Please rewrite the rows below, starting at the first row and ending at the row containing "point(151, 221)", with 30 added to both the x and y coordinates of every answer point. Keep the requests unchanged and leave the pictures out.

━━━━━ EXERCISE DATA

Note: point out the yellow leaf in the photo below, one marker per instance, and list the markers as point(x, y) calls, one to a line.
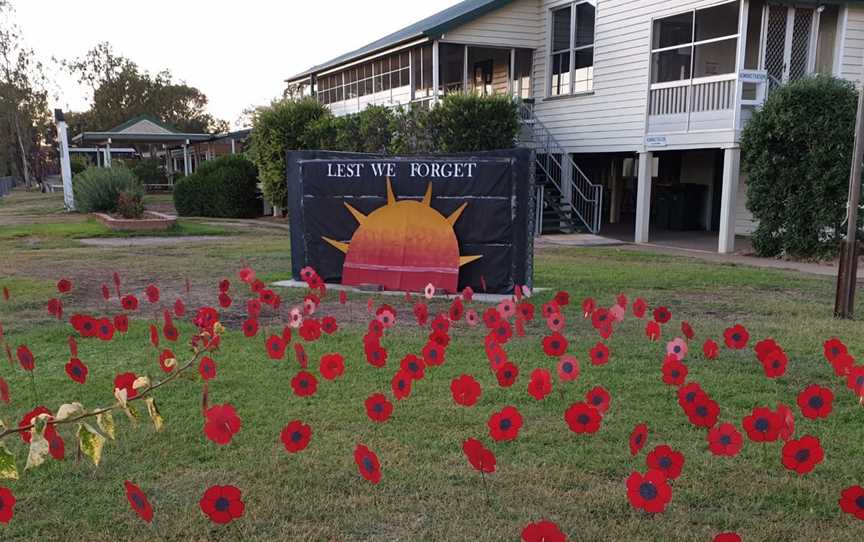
point(105, 421)
point(8, 468)
point(69, 410)
point(91, 442)
point(39, 447)
point(158, 422)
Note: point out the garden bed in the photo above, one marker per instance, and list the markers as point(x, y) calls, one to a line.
point(151, 221)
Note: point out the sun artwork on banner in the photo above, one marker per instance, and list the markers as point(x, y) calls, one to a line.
point(404, 245)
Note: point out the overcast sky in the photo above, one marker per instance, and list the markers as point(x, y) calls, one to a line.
point(237, 52)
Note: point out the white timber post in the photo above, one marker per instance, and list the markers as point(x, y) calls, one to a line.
point(436, 73)
point(65, 166)
point(643, 197)
point(729, 199)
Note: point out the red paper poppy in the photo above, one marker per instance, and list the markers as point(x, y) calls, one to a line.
point(652, 330)
point(674, 372)
point(736, 337)
point(583, 418)
point(28, 419)
point(704, 412)
point(507, 374)
point(138, 501)
point(222, 504)
point(129, 302)
point(329, 325)
point(667, 460)
point(124, 381)
point(599, 354)
point(76, 370)
point(378, 408)
point(296, 436)
point(7, 502)
point(466, 390)
point(851, 501)
point(649, 492)
point(275, 347)
point(725, 439)
point(481, 458)
point(568, 368)
point(25, 358)
point(433, 354)
point(367, 464)
point(639, 307)
point(304, 384)
point(763, 425)
point(816, 401)
point(555, 345)
point(687, 330)
point(543, 531)
point(540, 384)
point(152, 293)
point(207, 368)
point(598, 398)
point(802, 455)
point(221, 423)
point(505, 425)
point(401, 385)
point(855, 380)
point(331, 366)
point(638, 438)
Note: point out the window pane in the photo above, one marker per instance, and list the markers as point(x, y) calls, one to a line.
point(561, 29)
point(717, 21)
point(673, 30)
point(671, 65)
point(715, 58)
point(584, 25)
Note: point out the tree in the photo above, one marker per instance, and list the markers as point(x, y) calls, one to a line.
point(796, 152)
point(25, 121)
point(121, 91)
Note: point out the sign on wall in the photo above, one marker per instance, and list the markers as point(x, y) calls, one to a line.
point(402, 222)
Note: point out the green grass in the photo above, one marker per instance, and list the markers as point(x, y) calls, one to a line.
point(428, 491)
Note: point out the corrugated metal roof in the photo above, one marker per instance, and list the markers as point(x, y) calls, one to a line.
point(431, 27)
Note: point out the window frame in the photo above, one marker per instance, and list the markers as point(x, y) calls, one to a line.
point(570, 51)
point(692, 45)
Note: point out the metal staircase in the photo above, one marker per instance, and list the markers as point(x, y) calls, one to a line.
point(568, 202)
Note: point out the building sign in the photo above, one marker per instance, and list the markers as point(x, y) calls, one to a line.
point(406, 221)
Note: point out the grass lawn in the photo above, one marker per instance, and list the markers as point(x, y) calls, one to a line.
point(428, 491)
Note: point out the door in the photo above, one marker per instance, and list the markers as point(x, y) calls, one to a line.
point(788, 42)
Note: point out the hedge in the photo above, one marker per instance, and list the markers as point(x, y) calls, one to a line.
point(225, 188)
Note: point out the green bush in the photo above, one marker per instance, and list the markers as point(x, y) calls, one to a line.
point(276, 130)
point(148, 171)
point(96, 189)
point(224, 188)
point(796, 153)
point(467, 123)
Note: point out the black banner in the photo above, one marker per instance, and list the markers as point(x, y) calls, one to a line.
point(494, 188)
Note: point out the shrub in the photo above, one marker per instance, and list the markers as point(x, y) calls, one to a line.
point(130, 205)
point(277, 129)
point(224, 188)
point(796, 152)
point(466, 123)
point(97, 189)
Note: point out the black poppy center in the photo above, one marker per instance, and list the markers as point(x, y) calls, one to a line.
point(647, 491)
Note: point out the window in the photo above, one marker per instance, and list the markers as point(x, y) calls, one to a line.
point(699, 43)
point(571, 57)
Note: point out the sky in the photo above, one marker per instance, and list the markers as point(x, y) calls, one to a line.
point(237, 52)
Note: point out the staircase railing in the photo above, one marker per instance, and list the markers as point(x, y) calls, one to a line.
point(585, 201)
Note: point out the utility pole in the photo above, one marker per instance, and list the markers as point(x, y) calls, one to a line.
point(847, 274)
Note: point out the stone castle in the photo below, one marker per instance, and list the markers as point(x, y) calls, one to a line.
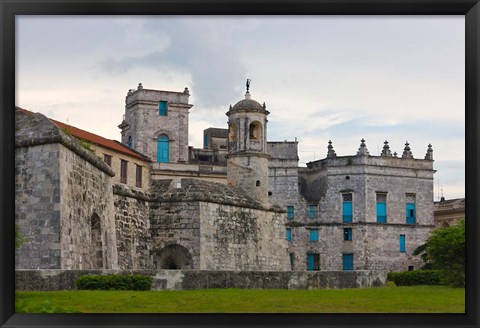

━━━━━━━━━━

● **EXERCISE OUTPUT**:
Note: point out the yellow leaf in the photo below, one marker per instance, and list the markers as point(x, y) calls, one to a line.
point(135, 451)
point(38, 498)
point(99, 440)
point(121, 472)
point(69, 477)
point(188, 452)
Note: point out the garden bed in the photo above, one marker per instance, and list the markers as point(x, y) calls, one to a line.
point(181, 251)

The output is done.